# [Material]
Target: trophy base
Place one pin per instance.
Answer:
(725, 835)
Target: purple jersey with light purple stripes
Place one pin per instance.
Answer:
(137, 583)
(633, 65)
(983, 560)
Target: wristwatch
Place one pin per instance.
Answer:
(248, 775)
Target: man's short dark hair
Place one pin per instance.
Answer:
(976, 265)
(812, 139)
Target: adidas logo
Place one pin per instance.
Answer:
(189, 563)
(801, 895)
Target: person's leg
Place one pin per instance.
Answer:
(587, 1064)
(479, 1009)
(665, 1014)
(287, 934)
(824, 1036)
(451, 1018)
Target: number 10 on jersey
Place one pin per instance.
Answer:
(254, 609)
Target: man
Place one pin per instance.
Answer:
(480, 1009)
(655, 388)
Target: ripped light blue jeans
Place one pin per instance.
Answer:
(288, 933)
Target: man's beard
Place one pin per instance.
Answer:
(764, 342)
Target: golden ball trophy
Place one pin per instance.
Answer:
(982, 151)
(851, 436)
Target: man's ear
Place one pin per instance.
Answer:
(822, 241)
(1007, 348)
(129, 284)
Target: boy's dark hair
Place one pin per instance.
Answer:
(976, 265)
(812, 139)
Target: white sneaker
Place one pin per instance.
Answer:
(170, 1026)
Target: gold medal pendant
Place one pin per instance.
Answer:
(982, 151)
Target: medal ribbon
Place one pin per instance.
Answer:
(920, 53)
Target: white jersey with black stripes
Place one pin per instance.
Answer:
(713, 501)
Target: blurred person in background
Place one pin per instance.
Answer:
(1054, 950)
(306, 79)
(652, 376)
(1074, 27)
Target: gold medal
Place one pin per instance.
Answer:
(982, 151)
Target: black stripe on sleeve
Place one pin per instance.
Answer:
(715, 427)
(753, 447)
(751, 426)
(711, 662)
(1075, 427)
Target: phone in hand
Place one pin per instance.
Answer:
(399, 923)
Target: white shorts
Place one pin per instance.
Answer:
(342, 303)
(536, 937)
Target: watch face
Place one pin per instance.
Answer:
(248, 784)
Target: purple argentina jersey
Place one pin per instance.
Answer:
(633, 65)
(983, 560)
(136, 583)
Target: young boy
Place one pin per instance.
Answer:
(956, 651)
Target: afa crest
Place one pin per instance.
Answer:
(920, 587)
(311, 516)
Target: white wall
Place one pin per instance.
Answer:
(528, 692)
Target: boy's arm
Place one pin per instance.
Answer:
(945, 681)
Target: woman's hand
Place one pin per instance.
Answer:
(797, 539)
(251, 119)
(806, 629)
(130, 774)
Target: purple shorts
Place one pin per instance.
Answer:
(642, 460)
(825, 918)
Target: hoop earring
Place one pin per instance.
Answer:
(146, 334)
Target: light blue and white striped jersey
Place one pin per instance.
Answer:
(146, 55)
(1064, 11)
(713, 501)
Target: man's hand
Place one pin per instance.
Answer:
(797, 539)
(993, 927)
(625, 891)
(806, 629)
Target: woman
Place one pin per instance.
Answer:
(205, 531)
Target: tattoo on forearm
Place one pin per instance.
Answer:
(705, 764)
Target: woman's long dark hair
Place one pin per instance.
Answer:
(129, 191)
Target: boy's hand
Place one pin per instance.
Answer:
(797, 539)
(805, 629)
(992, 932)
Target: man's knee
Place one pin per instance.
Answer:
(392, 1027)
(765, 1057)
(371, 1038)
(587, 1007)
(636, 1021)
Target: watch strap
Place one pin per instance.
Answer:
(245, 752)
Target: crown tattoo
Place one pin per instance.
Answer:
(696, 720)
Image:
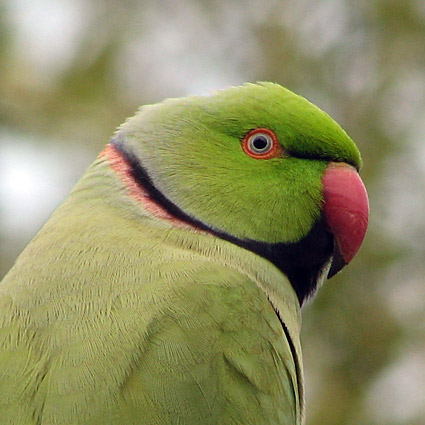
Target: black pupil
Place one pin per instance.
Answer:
(260, 142)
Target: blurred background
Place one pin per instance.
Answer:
(72, 70)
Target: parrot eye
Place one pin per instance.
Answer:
(261, 143)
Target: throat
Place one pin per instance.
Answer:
(305, 263)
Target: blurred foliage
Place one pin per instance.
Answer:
(363, 62)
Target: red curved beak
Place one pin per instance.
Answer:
(346, 211)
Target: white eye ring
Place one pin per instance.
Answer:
(260, 143)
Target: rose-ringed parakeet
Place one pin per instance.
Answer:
(166, 289)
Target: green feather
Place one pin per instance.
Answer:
(114, 316)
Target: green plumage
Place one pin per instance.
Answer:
(112, 315)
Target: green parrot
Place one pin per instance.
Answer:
(167, 288)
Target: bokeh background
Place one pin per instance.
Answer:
(72, 70)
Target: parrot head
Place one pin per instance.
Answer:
(258, 166)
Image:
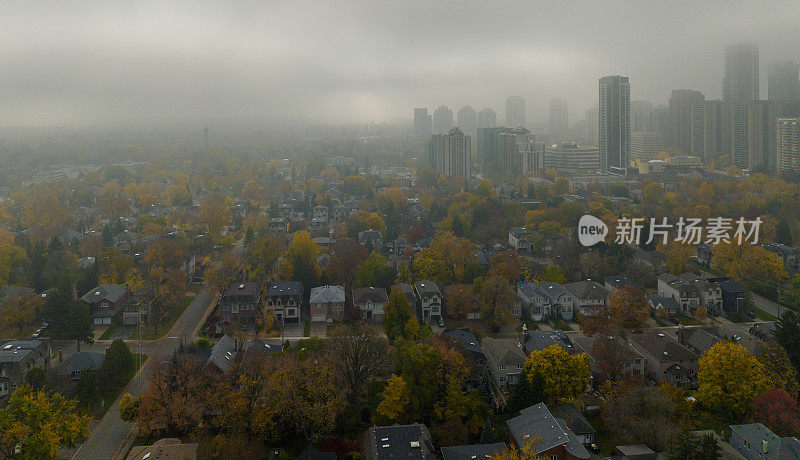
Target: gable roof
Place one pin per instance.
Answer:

# [What the task asks]
Return every line of the records above word for word, leaving out the pictures.

# [The response]
Target: trophy base
Place one pin per instance.
Answer:
(725, 835)
Target: purple jersey with light purple stripes
Place one pin per instance.
Answer:
(137, 583)
(633, 65)
(983, 560)
Target: wristwatch
Place one pin per instance.
Answer:
(248, 775)
Target: man's short dark hair
Place one pin per instance.
Answer:
(976, 265)
(812, 139)
Target: adidas logo
Place one pin per instance.
Answer:
(189, 563)
(801, 895)
Target: person's leg
Place one pin per instance.
Answer:
(587, 1064)
(479, 1009)
(665, 1014)
(287, 934)
(824, 1036)
(451, 1018)
Target: number 10 on jersey
Place one pin per instance.
Answer:
(254, 609)
Target: man
Place one pin per instance.
Answer:
(480, 1009)
(655, 388)
Target: ripped light blue jeans
Place one pin per instance.
Answer:
(288, 933)
Target: man's beard
Place one pin per instance.
Answer:
(764, 342)
Target: golden ball trophy
Place one pin per instance.
Answer:
(982, 151)
(851, 436)
Target: man's ear
Place one pin per instance.
Answer:
(822, 241)
(1007, 348)
(129, 284)
Target: boy's dark hair
Place one pin per instance.
Answer:
(976, 265)
(812, 139)
Target: white sneaker
Place one pin per instance.
Answer:
(170, 1026)
Target: gold medal pendant
Place one pin per instance.
Answer:
(982, 151)
Target: medal ribbon
Place one pin per instance.
Answer:
(920, 53)
Target: white jersey with black stripes
Place one pin per instance.
Answer:
(713, 501)
Target: blurred person in background
Place one pin per instance.
Answer:
(1054, 950)
(306, 79)
(652, 376)
(1074, 27)
Target: gold medal
Place one pin per instance.
Answer:
(982, 151)
Target: black stripe on sleeve
Place one pin per instance.
Answer:
(715, 427)
(753, 447)
(751, 426)
(711, 662)
(1075, 427)
Target: phone in hand
Place one pin per instance.
Answer:
(399, 923)
Target: white shorts
Place one pin per instance.
Answer:
(342, 303)
(536, 937)
Target: watch face
Place one pin per instance.
Answer:
(248, 784)
Target: purple argentina jersey
Place one pin per instance.
Answer:
(633, 65)
(983, 560)
(136, 583)
Target: young boy
Place one pin per instance.
Answer:
(956, 651)
Target: afa crest
Place one pin per instance.
Answer:
(920, 587)
(311, 516)
Target: white wall
Place one pin per instance.
Answer:
(528, 692)
Target: boy's arm
Place one pin per instance.
Answer:
(945, 681)
Target: woman's hand
Place one pin per instance.
Answer:
(797, 539)
(251, 119)
(806, 629)
(130, 774)
Target: purple shorts
Place one pin per instance.
Answer:
(642, 460)
(825, 918)
Target: hoop earring
Place one pin per instance.
Answer:
(146, 334)
Target: light blue and white striped jersey
Place one pin per instance.
Answer:
(146, 55)
(1064, 11)
(713, 501)
Target: man's hand
Place one pin per instance.
Answer:
(797, 539)
(993, 927)
(625, 891)
(806, 629)
Target: woman
Place one pin per instance.
Answer:
(205, 531)
Target: tattoo on forearm
Place one pin per instance.
Answer:
(705, 764)
Target: woman's long dark hair
Place one pin per instance.
Answer:
(129, 191)
Target: boy's hand
Place one pin per instance.
Answer:
(797, 539)
(805, 629)
(992, 932)
Target: man's knee
Place one pin per instance.
Answer:
(392, 1027)
(765, 1057)
(371, 1038)
(587, 1007)
(636, 1021)
Target: watch strap
Place one pin per instance.
Answer:
(245, 752)
Target: crown tattoo
Place one pin per instance.
Answer:
(696, 720)
Image:
Target: black pupil
Place one pin per instance.
Answer:
(260, 142)
Target: blurred background
Place one pin per instance.
Answer:
(72, 70)
Target: parrot eye
Place one pin per instance.
Answer:
(261, 143)
Target: throat
Place one pin per instance.
Answer:
(305, 263)
Target: blurred foliage
Place one pin per instance.
Answer:
(363, 62)
Target: red curved beak
Place one pin per instance.
Answer:
(346, 211)
Target: white eye ring
Place one pin per instance.
Answer:
(260, 143)
Target: rose-ringed parakeet
Place one pin per instance.
Answer:
(166, 289)
Target: green feather
Place one pin per instance.
Answer:
(114, 316)
Target: green plumage
Place one pin per instance.
Answer:
(112, 315)
Target: green parrot
Place one pin per instance.
Answer:
(167, 288)
Target: bokeh background
Place one pin per instance.
Answer:
(72, 70)
Target: parrot head
Place one pin per instance.
Answer:
(258, 166)
Image:
Target: gable roof
Place one pin per instance.
Answer:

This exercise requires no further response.